- **Challenge**: In the Fedora text below, write out the passage word for word, starting with "One of the FC5" and going on through "problem is solved.".

- **Text to read**:
======

One of the FC5 goals is to trim down Fedora to reasonable default. When
Anaconda gets a yum backend would make it easy enough to mix and match
what packages you want. Its also a goal of the Live CD project to make
it easy to create derivatives which are compatible with Fedora
http://fedoraproject.org/wiki/LiveCD
In the age of BitTorrent, the task of distributing the new
distribution would be easy as well: set up a tracker and a few seeds
with good connectivity, and the problem is solved.
(Actually, that scares me a little -- what if somebody spins a
'black hat linux' with a bad ssh that misrepresents itself as FC and
spreads the .torrent file around the net?)
Pretty good question. The legal protection against people
misrepresenting Fedora is through trade marks
http://fedora.redhat.com/about/trademarks/
This kind of project would make Extras more relevant: people who
want to put packages in alternative distributions would have a
motivation to get packages into Extras so they can benefit from the
update network.

======

- **Data supplied**:
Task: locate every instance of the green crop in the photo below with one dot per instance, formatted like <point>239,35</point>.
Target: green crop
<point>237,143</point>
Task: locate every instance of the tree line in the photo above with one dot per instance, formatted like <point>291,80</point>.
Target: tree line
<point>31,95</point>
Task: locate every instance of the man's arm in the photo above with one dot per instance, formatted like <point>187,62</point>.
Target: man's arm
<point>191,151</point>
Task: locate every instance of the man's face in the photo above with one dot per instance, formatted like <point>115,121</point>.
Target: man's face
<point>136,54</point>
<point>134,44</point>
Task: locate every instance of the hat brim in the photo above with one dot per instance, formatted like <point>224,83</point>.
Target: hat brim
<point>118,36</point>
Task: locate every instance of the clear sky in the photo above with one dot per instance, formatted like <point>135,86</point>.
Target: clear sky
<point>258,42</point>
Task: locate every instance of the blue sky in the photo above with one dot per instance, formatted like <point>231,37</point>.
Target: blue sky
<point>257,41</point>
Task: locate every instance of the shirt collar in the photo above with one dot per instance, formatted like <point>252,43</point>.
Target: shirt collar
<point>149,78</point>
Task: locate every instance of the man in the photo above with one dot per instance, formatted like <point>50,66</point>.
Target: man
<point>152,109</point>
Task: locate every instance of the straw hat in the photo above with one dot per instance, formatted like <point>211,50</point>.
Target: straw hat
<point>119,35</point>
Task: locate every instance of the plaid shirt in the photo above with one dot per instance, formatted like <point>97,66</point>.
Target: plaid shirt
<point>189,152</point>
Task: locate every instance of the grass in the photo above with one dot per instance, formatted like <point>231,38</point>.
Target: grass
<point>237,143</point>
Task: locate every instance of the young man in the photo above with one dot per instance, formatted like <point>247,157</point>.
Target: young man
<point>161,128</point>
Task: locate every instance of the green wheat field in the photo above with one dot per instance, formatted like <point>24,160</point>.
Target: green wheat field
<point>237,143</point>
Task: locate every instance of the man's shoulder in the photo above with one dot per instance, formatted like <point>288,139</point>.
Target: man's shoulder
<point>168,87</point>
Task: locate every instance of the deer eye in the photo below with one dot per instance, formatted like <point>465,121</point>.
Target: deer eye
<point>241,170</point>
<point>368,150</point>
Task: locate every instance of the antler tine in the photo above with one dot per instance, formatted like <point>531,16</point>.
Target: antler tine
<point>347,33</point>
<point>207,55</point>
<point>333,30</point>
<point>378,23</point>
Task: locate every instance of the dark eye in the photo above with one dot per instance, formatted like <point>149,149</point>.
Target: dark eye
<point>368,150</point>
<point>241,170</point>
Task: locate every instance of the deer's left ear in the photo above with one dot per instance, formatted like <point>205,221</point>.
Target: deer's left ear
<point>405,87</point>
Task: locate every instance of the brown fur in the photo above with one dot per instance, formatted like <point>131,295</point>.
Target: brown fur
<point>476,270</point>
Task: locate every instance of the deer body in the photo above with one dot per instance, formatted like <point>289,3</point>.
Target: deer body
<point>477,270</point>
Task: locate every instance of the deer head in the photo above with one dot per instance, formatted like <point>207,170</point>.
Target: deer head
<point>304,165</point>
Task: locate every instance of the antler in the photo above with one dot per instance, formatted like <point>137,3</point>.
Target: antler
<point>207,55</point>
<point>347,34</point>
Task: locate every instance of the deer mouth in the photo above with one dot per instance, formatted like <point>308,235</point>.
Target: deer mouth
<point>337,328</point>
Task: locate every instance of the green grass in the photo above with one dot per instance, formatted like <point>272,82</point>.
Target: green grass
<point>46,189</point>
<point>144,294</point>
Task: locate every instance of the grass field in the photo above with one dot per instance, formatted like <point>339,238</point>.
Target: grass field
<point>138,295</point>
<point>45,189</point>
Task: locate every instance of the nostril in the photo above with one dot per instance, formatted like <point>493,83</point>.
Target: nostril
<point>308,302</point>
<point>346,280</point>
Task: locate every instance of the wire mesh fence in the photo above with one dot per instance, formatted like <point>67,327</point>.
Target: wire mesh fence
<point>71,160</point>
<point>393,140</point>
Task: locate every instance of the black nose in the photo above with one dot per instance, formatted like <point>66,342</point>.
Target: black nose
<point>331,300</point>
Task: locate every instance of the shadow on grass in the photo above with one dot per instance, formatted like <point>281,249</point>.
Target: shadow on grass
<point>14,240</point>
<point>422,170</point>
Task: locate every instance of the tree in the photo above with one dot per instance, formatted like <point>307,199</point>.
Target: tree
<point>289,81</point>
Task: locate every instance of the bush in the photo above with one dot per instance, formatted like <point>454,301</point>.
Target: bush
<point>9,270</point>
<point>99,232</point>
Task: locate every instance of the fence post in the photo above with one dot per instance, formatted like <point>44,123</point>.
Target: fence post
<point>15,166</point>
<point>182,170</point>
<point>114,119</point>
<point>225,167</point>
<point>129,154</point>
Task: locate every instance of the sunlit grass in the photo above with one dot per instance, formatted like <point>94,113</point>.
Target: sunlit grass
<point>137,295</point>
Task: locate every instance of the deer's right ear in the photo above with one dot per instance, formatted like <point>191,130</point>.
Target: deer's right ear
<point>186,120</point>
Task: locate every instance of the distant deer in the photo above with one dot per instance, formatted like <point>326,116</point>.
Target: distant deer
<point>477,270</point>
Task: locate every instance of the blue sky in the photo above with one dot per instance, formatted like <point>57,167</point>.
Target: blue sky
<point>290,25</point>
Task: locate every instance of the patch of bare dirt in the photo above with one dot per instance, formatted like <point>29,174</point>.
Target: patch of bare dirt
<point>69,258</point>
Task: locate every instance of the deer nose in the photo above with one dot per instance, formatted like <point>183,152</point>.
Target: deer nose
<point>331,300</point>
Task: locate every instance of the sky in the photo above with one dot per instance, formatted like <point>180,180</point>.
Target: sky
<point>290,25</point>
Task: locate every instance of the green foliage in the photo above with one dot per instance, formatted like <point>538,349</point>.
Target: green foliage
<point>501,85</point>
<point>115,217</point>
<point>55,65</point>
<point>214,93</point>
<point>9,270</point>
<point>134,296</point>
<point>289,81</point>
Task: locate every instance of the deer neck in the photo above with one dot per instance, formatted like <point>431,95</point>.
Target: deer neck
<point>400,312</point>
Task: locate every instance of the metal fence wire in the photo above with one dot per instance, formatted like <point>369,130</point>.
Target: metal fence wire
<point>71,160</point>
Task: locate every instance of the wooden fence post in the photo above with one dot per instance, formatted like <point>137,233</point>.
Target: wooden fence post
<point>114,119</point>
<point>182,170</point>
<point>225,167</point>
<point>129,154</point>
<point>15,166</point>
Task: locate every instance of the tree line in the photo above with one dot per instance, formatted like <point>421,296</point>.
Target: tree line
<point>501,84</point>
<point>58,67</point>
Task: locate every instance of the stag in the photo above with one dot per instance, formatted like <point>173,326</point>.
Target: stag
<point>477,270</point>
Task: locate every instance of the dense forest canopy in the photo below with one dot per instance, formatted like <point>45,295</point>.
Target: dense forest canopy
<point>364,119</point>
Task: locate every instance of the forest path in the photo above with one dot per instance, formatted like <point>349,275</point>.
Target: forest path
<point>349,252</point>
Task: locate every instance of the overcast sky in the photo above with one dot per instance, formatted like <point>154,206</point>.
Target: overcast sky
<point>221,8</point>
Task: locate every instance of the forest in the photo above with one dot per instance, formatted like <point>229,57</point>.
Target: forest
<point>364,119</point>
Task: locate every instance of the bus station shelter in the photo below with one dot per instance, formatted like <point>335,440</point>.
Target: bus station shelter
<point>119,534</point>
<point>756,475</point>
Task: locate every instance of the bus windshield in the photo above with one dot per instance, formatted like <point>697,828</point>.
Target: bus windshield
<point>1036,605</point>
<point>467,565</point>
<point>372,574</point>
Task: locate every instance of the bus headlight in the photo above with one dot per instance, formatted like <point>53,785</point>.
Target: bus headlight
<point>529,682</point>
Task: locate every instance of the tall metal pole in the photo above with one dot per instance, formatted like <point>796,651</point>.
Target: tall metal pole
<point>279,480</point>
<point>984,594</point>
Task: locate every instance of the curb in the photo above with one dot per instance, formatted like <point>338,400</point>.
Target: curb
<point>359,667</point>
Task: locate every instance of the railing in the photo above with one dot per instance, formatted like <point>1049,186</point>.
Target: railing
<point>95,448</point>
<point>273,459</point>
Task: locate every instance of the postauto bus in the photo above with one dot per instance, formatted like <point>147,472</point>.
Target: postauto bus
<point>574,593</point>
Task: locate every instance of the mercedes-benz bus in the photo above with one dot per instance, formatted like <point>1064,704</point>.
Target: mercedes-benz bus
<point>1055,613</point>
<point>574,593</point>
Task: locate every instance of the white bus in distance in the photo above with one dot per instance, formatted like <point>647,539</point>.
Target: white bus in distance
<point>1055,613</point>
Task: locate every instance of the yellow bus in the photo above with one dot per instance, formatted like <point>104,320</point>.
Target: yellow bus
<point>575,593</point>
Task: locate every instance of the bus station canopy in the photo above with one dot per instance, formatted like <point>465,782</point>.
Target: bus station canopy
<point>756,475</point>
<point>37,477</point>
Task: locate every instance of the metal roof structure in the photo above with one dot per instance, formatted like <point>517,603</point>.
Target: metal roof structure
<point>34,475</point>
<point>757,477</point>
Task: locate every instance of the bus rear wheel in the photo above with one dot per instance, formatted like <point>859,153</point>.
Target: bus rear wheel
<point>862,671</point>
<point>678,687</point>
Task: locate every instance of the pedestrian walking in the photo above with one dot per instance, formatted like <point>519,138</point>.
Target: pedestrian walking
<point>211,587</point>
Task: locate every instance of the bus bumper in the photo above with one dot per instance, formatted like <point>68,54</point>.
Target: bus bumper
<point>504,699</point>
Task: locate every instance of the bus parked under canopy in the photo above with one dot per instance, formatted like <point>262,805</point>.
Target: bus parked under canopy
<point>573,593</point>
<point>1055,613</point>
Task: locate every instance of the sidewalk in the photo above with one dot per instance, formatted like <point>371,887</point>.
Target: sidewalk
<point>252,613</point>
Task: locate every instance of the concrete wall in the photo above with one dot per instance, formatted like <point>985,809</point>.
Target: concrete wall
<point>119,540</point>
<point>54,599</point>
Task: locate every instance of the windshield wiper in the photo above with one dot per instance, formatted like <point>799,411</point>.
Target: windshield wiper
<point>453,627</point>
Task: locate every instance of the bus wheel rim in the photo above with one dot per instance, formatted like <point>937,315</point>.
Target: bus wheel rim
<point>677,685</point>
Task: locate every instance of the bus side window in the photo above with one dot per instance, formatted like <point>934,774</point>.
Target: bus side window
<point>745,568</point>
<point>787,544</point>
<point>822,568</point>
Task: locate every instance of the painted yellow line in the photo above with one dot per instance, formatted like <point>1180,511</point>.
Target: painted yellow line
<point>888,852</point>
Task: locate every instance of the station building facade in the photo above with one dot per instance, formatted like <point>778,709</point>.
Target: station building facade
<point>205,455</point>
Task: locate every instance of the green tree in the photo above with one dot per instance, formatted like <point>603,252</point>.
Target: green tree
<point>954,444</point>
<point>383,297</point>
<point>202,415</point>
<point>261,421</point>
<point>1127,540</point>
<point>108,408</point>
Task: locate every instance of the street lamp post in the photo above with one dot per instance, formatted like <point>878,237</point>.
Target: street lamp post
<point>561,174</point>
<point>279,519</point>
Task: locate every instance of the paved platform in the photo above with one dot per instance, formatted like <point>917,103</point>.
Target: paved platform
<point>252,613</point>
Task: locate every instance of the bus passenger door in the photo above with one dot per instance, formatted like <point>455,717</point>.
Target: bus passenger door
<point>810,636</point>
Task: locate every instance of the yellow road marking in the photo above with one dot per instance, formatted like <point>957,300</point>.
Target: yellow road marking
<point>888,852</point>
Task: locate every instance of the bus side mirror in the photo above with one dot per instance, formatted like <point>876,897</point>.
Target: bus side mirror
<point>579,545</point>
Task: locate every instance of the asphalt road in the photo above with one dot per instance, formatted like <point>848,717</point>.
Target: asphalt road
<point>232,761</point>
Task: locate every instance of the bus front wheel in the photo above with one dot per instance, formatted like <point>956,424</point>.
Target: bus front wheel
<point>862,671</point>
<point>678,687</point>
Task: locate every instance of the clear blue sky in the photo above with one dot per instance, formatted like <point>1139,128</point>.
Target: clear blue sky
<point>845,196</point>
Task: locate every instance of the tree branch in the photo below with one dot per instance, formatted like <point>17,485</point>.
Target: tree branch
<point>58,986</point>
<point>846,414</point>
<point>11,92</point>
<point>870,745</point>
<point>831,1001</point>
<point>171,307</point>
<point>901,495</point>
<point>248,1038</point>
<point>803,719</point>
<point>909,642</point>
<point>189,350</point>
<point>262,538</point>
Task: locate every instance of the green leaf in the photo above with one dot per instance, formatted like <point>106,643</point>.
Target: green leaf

======

- **Exercise response**:
One of the FC5 goals is to trim down Fedora to reasonable default. When
Anaconda gets a yum backend would make it easy enough to mix and match
what packages you want. Its also a goal of the Live CD project to make
it easy to create derivatives which are compatible with Fedora
http://fedoraproject.org/wiki/LiveCD
In the age of BitTorrent, the task of distributing the new
distribution would be easy as well: set up a tracker and a few seeds
with good connectivity, and the problem is solved.